+++ Data extract +++
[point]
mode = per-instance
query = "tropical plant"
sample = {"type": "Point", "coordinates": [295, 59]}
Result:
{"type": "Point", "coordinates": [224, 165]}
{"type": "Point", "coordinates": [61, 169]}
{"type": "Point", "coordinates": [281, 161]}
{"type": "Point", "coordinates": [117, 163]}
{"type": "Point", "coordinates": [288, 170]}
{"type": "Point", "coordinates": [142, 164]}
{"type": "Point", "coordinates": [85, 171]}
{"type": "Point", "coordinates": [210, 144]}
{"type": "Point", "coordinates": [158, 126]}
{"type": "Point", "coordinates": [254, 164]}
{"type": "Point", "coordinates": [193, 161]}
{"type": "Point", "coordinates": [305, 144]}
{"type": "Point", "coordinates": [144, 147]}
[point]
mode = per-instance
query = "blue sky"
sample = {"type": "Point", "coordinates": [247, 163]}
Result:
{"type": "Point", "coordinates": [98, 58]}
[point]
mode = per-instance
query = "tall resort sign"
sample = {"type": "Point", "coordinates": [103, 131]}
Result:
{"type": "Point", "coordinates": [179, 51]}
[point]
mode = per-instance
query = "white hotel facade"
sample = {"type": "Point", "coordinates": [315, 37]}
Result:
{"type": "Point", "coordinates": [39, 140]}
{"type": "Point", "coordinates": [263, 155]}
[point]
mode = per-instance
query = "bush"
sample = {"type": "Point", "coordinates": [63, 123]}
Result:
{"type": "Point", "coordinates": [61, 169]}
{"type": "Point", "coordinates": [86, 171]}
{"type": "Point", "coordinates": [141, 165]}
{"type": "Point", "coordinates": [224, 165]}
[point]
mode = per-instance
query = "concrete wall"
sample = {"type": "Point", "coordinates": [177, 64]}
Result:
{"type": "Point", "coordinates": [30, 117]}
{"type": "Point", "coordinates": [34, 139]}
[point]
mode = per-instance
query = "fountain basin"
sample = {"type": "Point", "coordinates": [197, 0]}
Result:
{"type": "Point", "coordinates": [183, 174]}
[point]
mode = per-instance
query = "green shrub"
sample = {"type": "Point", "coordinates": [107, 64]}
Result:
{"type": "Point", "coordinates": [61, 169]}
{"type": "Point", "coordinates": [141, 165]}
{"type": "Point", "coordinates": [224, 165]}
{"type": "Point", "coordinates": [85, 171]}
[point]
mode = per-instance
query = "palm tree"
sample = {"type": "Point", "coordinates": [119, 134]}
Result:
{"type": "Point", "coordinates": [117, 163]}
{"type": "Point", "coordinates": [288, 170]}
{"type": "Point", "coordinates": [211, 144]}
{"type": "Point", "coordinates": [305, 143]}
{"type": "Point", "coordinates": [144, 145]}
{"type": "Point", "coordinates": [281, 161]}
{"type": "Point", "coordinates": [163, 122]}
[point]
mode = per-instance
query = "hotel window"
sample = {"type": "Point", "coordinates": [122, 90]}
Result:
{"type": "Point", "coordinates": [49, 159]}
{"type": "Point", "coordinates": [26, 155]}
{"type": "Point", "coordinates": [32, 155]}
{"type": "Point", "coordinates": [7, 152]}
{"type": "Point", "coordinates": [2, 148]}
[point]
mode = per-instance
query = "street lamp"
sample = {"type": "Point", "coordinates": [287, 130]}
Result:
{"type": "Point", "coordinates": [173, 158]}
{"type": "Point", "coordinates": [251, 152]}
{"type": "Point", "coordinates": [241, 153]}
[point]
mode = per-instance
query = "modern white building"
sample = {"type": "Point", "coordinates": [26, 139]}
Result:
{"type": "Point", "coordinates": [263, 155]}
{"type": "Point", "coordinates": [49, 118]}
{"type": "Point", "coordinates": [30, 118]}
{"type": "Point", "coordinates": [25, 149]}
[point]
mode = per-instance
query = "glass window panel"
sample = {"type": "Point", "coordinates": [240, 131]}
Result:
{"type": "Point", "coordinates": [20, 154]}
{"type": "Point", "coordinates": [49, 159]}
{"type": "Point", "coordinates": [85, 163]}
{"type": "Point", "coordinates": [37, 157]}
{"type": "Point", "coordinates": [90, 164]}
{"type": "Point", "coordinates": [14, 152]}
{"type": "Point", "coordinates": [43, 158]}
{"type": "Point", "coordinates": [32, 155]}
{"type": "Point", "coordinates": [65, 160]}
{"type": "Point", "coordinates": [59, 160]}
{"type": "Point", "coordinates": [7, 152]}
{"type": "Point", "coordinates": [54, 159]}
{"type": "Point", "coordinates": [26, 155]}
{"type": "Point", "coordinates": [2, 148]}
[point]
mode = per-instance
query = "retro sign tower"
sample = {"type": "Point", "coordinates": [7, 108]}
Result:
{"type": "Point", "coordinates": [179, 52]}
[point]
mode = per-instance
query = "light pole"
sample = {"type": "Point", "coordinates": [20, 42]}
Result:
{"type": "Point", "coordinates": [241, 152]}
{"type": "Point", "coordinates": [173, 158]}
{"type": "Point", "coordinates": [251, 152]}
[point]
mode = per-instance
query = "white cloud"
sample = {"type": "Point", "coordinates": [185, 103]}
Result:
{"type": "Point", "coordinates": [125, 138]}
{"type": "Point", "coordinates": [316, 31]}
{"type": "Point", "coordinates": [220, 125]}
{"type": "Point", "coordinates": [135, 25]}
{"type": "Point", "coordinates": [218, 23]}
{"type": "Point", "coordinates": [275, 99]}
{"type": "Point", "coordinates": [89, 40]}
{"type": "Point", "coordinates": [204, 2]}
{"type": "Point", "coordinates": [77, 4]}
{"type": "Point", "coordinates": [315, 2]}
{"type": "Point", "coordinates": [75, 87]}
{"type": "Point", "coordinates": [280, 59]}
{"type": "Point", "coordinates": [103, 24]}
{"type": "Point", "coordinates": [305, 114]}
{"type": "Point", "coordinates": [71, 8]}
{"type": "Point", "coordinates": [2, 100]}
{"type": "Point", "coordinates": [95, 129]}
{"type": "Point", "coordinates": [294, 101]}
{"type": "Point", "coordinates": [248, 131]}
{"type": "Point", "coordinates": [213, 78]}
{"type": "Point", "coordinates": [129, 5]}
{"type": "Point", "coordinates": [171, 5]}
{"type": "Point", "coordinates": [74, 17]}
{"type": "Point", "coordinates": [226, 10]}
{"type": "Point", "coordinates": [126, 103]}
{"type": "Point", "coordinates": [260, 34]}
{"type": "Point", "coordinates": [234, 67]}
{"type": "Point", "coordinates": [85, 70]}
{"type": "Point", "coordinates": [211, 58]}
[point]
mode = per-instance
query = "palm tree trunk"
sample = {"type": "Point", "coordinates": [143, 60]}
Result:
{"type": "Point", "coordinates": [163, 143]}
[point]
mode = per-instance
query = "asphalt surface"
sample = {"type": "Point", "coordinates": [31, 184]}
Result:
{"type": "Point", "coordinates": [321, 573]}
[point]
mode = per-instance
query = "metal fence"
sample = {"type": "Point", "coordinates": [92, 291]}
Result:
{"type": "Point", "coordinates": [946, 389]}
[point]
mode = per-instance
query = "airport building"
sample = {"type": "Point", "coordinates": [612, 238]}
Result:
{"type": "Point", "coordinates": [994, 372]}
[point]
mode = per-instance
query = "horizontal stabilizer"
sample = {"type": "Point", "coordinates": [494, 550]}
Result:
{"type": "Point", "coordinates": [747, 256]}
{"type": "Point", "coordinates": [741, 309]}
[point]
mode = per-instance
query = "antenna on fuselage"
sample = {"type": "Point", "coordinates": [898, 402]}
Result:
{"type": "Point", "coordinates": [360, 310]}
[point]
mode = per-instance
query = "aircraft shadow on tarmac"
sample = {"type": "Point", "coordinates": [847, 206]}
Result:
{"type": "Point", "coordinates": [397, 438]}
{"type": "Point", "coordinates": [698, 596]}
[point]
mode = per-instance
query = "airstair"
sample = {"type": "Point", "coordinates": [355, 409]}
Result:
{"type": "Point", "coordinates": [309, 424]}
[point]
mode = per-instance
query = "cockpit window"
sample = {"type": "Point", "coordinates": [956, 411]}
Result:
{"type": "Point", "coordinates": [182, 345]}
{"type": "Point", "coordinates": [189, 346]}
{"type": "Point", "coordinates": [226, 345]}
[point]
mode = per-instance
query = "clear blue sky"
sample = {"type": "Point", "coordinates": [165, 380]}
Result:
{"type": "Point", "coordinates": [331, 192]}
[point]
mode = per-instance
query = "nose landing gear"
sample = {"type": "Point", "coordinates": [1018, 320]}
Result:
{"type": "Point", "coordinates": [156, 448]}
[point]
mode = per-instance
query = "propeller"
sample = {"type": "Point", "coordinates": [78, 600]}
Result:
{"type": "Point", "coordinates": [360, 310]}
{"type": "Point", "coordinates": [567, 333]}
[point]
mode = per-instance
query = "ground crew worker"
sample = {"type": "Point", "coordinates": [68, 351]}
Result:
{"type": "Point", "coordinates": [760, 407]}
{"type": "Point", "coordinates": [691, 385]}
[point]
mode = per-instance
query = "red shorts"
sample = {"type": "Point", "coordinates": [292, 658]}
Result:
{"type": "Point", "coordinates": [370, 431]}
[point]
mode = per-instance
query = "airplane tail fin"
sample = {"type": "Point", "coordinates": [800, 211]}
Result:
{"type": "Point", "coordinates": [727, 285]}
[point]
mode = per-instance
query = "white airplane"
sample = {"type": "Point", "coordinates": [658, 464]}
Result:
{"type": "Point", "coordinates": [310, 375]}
+++
**Exercise description**
Gather each line in the entries above where the string "building" is found.

**Answer section**
query = "modern white building"
query = "airport building"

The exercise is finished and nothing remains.